What is needed here is an exact copy of all the data.

:: Data to use

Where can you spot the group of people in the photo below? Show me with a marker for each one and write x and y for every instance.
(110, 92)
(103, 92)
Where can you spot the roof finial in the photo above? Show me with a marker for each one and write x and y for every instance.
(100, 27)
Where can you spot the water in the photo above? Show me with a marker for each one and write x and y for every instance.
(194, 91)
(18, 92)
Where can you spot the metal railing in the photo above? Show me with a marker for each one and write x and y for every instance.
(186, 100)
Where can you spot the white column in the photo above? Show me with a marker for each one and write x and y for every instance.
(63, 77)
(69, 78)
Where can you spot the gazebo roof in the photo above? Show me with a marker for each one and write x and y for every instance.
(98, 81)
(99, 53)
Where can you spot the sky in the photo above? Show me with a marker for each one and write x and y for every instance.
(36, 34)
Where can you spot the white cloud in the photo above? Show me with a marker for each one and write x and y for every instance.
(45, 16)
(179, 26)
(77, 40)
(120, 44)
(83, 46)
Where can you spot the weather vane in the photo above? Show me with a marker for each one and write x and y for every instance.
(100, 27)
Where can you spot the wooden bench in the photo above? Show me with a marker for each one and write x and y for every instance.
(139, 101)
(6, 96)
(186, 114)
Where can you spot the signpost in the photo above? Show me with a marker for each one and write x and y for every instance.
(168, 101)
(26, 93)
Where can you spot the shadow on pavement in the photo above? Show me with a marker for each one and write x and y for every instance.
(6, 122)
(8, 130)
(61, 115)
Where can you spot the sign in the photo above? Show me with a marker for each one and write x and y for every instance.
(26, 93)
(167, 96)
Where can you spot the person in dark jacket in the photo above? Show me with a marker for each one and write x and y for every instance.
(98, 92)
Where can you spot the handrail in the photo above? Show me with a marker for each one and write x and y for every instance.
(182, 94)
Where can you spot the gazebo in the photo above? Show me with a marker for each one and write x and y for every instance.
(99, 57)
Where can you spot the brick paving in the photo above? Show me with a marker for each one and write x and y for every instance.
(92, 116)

::::

**Your response**
Where can you spot the group of people in the photo below? Show me with a marker for each one and write x and y for every instance.
(110, 92)
(103, 92)
Where can you spot the roof finial in the photo above? Show me with a marker for each one and write x and y for every instance.
(100, 27)
Where can you spot the water in the photo above? Show me with a marker for each one and write x and y for every instance.
(194, 91)
(18, 92)
Where can you spot the metal railing in the photo above? Show me with a marker for each one and write x and y for every instance.
(186, 100)
Where can you spot the white column in the photo above? Show me with a marker for each one and write x and y for every instance.
(63, 77)
(69, 78)
Where can you spot the gazebo roof in the photo above? Show me with a marker for each one and write x and y for every instance.
(98, 81)
(99, 53)
Where can you spot the sky in the photo above? Show me with a marker for each one and write x and y for every instance.
(36, 34)
Where can you spot the white cloud in the photo above? Show me with a marker for each one and write x and y for every instance.
(45, 16)
(179, 26)
(77, 40)
(120, 44)
(83, 46)
Where can you spot the weather vane in the photo above? Show me with a marker for each one and write x and y for every instance.
(100, 27)
Where can you spot the wooden bench in the photo above? Show me with a marker for each one and write x and y for every instance.
(139, 101)
(6, 96)
(186, 114)
Where can you spot the signpost in the photo above? Show me with a marker for each one and write x and y for every instance.
(168, 101)
(26, 93)
Where can you spot the shadow on pavement in the photo above? Show me with a marker for each one and write x and y for every instance.
(6, 122)
(8, 130)
(61, 115)
Where can you spot the sign in the photo above? Show me with a marker for each one and write x and y for every instance.
(26, 93)
(167, 96)
Where can you spot the person in dark jacket in the photo above? Show me with a marker for each one and write x and y for every instance.
(98, 92)
Where can you spot the handrail in the photo above? Show me with a marker for each one and write x and y for every instance.
(182, 94)
Where can you spot the gazebo in the photo above? Show me with a marker for each one and write x and y for every instance.
(99, 57)
Where can you spot the brick paving in the photo above? Show me with a marker for each one and write x and y for every instance.
(92, 116)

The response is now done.